Goal of the exercise:
Copy out exactly each line from the line with "of the curved" through the last line of the material below.

Dataset excerpt
====

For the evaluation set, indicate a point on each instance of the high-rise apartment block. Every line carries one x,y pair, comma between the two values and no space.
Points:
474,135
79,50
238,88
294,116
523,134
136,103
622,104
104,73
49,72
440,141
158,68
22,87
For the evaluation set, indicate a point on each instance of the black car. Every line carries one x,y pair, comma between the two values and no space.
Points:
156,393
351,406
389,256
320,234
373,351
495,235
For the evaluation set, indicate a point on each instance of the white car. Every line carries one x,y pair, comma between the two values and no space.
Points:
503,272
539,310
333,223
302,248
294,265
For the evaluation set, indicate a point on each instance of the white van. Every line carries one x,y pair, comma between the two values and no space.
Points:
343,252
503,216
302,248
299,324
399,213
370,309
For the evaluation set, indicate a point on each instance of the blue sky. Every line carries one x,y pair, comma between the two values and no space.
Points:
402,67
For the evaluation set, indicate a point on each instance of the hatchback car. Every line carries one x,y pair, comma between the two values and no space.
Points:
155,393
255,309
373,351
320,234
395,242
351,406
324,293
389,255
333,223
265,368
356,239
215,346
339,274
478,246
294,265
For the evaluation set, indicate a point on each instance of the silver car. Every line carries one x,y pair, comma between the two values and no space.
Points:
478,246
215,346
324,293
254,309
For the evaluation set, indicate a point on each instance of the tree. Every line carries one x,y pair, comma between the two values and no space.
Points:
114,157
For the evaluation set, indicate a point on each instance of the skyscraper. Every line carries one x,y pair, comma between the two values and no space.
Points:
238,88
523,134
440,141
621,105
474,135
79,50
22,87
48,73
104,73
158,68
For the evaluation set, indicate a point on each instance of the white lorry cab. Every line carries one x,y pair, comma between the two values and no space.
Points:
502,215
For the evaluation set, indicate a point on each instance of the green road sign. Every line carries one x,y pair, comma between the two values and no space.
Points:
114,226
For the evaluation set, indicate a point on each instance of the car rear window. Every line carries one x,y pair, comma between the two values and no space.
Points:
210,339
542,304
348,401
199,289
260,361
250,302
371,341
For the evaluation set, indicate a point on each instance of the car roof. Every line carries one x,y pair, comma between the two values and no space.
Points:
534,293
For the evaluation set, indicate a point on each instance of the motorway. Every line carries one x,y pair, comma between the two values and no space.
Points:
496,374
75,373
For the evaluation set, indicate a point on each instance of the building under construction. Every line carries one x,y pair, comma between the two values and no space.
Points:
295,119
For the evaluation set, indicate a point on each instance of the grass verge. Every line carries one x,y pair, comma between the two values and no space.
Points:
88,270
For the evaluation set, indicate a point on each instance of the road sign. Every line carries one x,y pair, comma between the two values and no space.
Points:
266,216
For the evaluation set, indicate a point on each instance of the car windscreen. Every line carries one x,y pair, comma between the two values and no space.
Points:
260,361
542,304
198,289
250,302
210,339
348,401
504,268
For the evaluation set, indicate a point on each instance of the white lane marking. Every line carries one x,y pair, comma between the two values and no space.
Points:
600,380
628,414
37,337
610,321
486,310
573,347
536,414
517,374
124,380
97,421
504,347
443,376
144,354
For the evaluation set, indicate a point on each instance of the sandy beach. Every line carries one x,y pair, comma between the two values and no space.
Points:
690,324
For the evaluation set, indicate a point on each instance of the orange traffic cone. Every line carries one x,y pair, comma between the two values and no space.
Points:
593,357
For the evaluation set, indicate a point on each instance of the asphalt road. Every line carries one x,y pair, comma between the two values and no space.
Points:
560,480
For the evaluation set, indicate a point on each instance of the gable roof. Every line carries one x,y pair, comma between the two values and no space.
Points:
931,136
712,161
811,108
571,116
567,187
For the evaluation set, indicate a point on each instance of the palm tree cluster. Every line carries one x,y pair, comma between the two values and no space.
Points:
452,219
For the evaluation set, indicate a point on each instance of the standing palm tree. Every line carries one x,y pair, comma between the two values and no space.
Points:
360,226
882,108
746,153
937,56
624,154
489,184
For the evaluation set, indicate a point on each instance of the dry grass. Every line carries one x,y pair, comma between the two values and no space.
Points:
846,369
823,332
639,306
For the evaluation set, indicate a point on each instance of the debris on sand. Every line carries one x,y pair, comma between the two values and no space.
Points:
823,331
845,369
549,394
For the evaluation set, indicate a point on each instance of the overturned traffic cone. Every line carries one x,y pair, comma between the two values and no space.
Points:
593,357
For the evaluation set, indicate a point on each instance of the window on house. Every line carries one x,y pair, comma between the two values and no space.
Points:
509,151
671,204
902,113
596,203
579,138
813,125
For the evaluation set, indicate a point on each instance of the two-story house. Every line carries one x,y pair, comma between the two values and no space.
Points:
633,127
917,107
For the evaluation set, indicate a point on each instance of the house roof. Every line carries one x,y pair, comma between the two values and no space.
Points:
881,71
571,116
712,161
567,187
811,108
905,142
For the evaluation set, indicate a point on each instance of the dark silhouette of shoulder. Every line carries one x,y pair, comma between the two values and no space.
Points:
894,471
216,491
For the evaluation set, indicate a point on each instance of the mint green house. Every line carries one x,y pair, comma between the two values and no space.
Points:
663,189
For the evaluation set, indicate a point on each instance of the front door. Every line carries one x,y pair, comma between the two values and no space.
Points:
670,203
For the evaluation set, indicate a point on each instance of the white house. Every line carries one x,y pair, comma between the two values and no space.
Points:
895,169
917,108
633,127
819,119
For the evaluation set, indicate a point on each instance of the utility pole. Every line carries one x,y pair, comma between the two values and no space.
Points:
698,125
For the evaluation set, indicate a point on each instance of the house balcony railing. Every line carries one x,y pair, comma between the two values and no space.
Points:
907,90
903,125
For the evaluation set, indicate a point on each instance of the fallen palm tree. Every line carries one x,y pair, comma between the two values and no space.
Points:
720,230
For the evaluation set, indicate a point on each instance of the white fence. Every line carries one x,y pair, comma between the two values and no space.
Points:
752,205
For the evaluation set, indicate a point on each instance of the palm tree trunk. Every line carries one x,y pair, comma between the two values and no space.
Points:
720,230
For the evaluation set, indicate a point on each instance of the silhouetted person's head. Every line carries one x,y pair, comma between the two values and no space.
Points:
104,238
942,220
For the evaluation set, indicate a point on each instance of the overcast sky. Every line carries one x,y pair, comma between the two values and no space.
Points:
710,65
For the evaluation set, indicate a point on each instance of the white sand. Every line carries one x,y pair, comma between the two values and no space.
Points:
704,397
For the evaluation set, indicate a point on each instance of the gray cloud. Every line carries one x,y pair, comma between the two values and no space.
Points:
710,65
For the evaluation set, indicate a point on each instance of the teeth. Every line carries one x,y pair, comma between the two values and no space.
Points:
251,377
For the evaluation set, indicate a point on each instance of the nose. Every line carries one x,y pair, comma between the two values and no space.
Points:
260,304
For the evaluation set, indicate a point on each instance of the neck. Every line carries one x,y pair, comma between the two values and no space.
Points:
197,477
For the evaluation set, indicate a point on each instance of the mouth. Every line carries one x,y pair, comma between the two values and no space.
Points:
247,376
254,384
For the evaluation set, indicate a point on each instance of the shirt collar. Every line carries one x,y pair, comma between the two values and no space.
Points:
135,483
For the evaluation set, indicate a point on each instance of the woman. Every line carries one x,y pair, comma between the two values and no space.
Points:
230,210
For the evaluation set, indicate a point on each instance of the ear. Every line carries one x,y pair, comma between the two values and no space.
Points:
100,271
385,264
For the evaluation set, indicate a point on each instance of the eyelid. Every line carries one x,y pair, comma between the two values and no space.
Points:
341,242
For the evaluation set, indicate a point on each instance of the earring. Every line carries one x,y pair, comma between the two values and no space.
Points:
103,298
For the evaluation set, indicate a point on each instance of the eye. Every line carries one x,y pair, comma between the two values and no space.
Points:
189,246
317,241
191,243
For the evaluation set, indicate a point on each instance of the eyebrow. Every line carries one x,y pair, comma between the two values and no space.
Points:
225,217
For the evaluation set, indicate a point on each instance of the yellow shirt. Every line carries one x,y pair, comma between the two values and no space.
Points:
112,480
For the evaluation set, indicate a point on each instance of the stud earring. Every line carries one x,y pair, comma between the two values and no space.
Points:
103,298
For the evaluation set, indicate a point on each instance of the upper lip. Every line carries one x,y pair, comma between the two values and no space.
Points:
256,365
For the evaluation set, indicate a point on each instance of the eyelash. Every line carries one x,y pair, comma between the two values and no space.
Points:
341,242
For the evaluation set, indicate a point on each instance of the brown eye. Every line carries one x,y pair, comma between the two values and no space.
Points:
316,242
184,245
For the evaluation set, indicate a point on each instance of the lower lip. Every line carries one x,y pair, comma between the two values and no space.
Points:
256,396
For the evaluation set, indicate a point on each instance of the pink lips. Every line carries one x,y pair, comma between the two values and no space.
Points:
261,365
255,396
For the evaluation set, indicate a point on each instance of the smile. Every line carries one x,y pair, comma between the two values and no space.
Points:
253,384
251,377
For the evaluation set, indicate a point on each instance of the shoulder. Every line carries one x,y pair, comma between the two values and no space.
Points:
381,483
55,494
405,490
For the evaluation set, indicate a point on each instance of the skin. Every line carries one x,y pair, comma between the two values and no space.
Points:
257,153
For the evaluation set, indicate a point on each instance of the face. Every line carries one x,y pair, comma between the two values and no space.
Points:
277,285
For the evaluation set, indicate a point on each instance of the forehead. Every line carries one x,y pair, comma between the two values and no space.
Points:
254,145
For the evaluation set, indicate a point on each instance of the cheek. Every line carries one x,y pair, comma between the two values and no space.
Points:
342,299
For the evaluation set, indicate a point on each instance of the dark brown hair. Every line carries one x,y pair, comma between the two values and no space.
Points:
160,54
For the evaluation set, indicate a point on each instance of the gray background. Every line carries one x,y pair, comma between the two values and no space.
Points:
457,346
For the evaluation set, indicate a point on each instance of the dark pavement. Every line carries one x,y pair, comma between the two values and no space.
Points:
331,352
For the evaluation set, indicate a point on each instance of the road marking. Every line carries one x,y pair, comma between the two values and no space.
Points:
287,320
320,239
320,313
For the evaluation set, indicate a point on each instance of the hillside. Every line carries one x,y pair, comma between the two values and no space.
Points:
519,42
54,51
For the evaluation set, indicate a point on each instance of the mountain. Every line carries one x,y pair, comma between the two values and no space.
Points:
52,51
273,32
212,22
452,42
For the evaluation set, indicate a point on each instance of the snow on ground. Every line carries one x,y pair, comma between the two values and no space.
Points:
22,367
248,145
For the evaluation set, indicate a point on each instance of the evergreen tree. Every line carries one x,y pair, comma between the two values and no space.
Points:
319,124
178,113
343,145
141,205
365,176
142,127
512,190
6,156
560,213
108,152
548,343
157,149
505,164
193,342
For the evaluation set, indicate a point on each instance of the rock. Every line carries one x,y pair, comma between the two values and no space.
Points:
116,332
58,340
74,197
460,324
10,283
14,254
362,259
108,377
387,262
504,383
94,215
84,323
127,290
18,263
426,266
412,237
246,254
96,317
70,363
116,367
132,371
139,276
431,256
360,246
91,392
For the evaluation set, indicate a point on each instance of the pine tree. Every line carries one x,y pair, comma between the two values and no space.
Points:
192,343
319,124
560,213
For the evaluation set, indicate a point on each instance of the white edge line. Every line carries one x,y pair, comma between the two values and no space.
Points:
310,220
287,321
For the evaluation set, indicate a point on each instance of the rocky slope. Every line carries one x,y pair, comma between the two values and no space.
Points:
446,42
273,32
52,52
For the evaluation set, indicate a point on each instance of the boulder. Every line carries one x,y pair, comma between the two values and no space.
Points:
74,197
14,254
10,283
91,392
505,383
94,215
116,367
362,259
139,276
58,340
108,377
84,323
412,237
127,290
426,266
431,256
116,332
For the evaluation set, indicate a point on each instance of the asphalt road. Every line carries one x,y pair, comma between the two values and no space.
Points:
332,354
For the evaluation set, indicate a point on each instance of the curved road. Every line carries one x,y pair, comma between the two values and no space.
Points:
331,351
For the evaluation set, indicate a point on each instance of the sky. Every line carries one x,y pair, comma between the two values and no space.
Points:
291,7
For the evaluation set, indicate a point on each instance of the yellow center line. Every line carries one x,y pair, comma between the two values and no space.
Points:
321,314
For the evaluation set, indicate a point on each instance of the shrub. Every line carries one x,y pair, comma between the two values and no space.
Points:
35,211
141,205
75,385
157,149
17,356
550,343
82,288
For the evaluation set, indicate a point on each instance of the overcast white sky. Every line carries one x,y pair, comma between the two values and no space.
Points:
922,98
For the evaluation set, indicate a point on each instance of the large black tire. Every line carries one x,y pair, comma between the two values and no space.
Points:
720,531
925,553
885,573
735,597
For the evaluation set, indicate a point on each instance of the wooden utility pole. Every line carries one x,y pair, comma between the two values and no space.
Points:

====

Correct output:
For the evaluation set, indicate a point on each instance of the curved road. Every line carries one x,y pair, comma between the two values and no space.
Points:
331,351
For the evaluation set, indicate a point on each instance of the sky. Every line carries one x,y pair, comma between the two values and no space.
Points:
291,7
For the evaluation set, indicate a point on each instance of the yellow center line. Every line carries one x,y pair, comma between the two values and no space.
Points:
321,314
For the evaluation set, indicate a point on each instance of the shrub. Every line carries one x,y pair, comma between the two values and no space.
Points:
35,211
141,205
75,385
157,149
17,356
550,343
82,288
For the evaluation set, indicate a point on each instance of the overcast white sky. Every line carries one x,y pair, comma between the two values and no space.
Points:
922,98
For the evaluation set, indicate a point on each instance of the large black tire. Every line carries one x,y pair, comma between the two values and no space.
Points:
720,531
925,553
885,573
735,597
For the evaluation set, indicate a point on each instance of the wooden utility pole. Every line carries one x,y pair, comma between the two values and no space.
Points:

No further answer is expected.